_Required work_:
(a) Reproduce the part of the court ruling that opens with the words containing "January 22, 2010" and closes with "to the community.", changing "detention hearing" to "bail hearing".
(b) Extend the court ruling on pretrial detention, picking up right after its last sentence.

_Quoted passage_:
┏━━

Summary of this case from United States v. AllickOpinion
NO. 3:09cr117 (MRK).
January 22, 2010
RULING AND ORDER
On May 20, 2009, Defendant Eugene Argraves was indicted on one count of a twenty-three count Indictment filed against 33 individuals on the basis of their alleged involvement in federal narcotics trafficking violations. In particular, Mr. Argraves was charged with conspiracy with intent to distribute, and to distribute, five kilograms or more of cocaine, in violation of 21 U.S.C. §§ 846 and 841(b)(1)(A)(ii). After his arrest on May 27, 2009, the Government moved to detain Mr. Argraves pending trial. Magistrate Judge Thomas Smith conducted a detention hearing on June 4, 2009, at the conclusion of which he ordered Mr. Argraves detained on the basis of his danger to the community.

┗━━

_Entries shown_:
┏━━

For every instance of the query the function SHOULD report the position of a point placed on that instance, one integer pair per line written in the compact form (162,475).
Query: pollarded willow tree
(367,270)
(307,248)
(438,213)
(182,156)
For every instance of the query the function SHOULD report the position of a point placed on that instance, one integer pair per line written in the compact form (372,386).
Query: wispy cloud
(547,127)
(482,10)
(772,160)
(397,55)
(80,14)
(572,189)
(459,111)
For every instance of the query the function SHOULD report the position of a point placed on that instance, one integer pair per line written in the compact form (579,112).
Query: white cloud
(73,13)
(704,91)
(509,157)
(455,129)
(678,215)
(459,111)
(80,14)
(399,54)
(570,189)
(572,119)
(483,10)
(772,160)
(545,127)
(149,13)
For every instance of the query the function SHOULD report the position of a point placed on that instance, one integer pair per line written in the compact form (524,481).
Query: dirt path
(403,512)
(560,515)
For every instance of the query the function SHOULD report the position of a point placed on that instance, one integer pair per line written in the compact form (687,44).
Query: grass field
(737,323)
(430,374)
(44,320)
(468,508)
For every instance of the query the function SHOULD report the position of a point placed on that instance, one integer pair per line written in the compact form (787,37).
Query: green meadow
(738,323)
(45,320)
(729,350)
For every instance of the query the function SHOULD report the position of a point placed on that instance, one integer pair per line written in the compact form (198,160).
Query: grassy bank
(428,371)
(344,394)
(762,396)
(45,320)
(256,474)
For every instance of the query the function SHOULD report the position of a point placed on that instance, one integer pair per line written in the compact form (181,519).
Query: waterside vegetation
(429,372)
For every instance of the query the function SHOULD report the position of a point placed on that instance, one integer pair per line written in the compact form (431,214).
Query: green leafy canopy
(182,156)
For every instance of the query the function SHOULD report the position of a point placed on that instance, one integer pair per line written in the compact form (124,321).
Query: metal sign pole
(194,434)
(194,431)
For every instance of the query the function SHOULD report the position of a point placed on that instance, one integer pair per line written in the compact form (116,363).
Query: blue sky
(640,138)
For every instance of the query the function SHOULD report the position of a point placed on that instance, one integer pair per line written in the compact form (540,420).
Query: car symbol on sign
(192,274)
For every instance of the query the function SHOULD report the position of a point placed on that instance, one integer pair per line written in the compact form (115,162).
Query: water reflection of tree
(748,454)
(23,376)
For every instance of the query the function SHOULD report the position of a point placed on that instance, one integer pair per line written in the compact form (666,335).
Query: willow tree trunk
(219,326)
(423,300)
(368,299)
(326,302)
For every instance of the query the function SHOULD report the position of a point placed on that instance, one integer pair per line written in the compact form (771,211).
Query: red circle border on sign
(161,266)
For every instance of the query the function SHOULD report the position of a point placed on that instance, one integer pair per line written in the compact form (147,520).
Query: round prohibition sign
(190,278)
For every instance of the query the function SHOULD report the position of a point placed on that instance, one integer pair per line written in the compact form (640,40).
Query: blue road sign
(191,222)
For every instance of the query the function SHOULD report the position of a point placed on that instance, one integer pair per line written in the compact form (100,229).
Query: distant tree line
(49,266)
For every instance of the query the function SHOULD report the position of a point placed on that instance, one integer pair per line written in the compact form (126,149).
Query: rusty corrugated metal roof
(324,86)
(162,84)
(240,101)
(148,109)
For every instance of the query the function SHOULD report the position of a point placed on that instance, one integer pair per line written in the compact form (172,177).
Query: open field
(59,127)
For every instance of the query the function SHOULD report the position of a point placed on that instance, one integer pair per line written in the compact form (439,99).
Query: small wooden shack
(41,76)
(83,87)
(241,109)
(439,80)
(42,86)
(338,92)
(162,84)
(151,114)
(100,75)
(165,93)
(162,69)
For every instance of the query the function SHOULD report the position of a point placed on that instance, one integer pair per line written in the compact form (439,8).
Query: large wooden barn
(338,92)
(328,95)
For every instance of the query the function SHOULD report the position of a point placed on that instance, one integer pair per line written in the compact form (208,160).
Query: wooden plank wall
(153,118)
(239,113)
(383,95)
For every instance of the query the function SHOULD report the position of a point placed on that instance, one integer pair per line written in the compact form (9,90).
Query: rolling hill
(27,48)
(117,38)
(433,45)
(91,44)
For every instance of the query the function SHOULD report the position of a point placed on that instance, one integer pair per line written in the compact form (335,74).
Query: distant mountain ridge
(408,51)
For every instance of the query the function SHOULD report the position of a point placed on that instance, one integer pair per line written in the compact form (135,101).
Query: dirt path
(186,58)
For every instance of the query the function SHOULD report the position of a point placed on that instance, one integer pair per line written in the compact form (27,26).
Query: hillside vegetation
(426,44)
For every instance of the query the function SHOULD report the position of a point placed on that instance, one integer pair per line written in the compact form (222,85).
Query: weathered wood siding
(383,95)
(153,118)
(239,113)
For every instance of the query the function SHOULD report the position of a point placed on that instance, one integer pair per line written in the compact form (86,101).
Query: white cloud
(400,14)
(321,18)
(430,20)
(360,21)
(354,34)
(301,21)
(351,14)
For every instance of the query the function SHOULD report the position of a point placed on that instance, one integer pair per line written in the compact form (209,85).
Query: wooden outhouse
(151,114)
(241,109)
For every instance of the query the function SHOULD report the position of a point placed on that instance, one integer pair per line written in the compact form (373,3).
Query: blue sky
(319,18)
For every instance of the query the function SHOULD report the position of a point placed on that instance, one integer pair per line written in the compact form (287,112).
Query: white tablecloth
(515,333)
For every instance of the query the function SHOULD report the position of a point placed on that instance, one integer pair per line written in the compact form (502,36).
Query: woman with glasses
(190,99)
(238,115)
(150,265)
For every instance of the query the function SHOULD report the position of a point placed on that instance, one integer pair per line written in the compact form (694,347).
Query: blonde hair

┗━━

_Task-by-task outputs_:
(a)
January 22, 2010
RULING AND ORDER
On May 20, 2009, Defendant Eugene Argraves was indicted on one count of a twenty-three count Indictment filed against 33 individuals on the basis of their alleged involvement in federal narcotics trafficking violations. In particular, Mr. Argraves was charged with conspiracy with intent to distribute, and to distribute, five kilograms or more of cocaine, in violation of 21 U.S.C. §§ 846 and 841(b)(1)(A)(ii). After his arrest on May 27, 2009, the Government moved to detain Mr. Argraves pending trial. Magistrate Judge Thomas Smith conducted a bail hearing on June 4, 2009, at the conclusion of which he ordered Mr. Argraves detained on the basis of his danger to the community.

(b)
On June 4, 2009, Mr. Argraves filed a Motion for Revocation or Amendment of Detention Order [doc. # 236], seeking this Court's de novo review under 18 U.S.C. § 3145(b) of Magistrate Judge Smith's Order of Detention and challenging Magistrate Judge Smith's finding that the Government demonstrated by clear and convincing evidence that he should remain detained pending trial because of his dangerousness. The Court held oral argument on June 23, 2009, and shortly thereafter issued a lengthy ruling denying the motion on the grounds that Mr. Argraves presented a danger to the community and that the conditions of release proposed could not reasonably assure the safety of the community. See Ruling and Order [doc. # 336]; see also 18 U.S.C. § 3142. However, the denial was without prejudice to Mr. Argraves's right to reapply for pretrial release if he could propose additional conditions to address the Court's concerns. See Ruling and Order [doc. # 336] at 19. The Court assumes familiarity with its ruling.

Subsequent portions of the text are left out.